── Source extract ──

Is a 1992 F150 5.0 roller engine a decent choice?
#1
Is a 1992 F150 5.0 roller engine a decent choice?
Does anyone know if a 5.0 out of a 1992 Ford F150 would be a good engine for the conversion? I just called a guy on a complete 5.0, including intake, valve covers, etc. for $175.00. He said it is a roller motor. I've checked some other web sites and it seems that, starting in 1992, Ford began using roller engines in the F150.
The guy selling the engine said it ran when he pulled it two years ago and it has been stored inside. No guarantees, so a refresh will be necessary at a minimum. He wants $175 for everything from pan to valve covers, intake, and distributor.
I've never worked on an engine, so I thought this might be an affordable "training" exercise, but only if it will ultimately be a good base to build upon.
Thanks all.
Gary
The guy selling the engine said it ran when he pulled it two years ago and it has been stored inside. No guarantees, so a refresh will be necessary at a minimum. He wants $175 for everything from pan to valve covers, intake, and distributor.

───
── Data rows ──

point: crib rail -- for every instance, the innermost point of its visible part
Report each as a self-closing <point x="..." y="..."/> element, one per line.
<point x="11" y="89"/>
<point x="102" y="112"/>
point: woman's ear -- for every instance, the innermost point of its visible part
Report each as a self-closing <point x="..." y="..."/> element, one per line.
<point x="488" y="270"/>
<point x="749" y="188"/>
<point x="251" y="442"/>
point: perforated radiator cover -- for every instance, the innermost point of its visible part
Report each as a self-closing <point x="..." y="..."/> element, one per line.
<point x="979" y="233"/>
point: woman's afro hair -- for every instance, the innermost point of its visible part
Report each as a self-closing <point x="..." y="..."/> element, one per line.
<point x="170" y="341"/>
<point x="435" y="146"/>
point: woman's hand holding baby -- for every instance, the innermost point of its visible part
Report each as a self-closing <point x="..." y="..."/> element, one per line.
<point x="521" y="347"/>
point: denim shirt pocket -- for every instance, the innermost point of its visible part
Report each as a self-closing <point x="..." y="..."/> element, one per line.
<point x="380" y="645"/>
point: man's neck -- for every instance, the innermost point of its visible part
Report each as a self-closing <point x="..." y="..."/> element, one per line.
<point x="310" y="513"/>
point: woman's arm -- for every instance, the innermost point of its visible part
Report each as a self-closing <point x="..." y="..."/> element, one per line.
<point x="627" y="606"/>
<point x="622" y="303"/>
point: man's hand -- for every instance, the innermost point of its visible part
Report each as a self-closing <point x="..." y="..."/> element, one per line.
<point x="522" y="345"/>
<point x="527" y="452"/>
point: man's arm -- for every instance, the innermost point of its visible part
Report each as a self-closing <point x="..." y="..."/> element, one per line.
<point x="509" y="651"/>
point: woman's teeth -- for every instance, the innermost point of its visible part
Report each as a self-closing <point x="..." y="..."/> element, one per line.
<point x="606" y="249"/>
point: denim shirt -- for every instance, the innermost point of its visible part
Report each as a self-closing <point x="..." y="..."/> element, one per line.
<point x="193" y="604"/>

───

▶ **Instruction 1**: List every engine part that the F150 engine post names as included in the sale.
▶ **Instruction 2**:
Answer these from the F150 engine post:
(a) Starting in what year did Ford begin using roller engines in the F150, according to the poster?
(b) How long ago did the seller pull the engine?
(c) How much engine work has the poster done before?
▶ **Instruction 3**: Copy the F150 engine post word for word from "Does anyone know" to "to build upon.".

▶ **Exercise answer 1**: intake, valve covers, pan, distributor

▶ **Exercise answer 2**:
(a) 1992
(b) Two years ago
(c) None; the poster has never worked on an engine.

▶ **Exercise answer 3**:
Does anyone know if a 5.0 out of a 1992 Ford F150 would be a good engine for the conversion? I just called a guy on a complete 5.0, including intake, valve covers, etc. for $175.00. He said it is a roller motor. I've checked some other web sites and it seems that, starting in 1992, Ford began using roller engines in the F150.
The guy selling the engine said it ran when he pulled it two years ago and it has been stored inside. No guarantees, so a refresh will be necessary at a minimum. He wants $175 for everything from pan to valve covers, intake, and distributor.
I've never worked on an engine, so I thought this might be an affordable "training" exercise, but only if it will ultimately be a good base to build upon.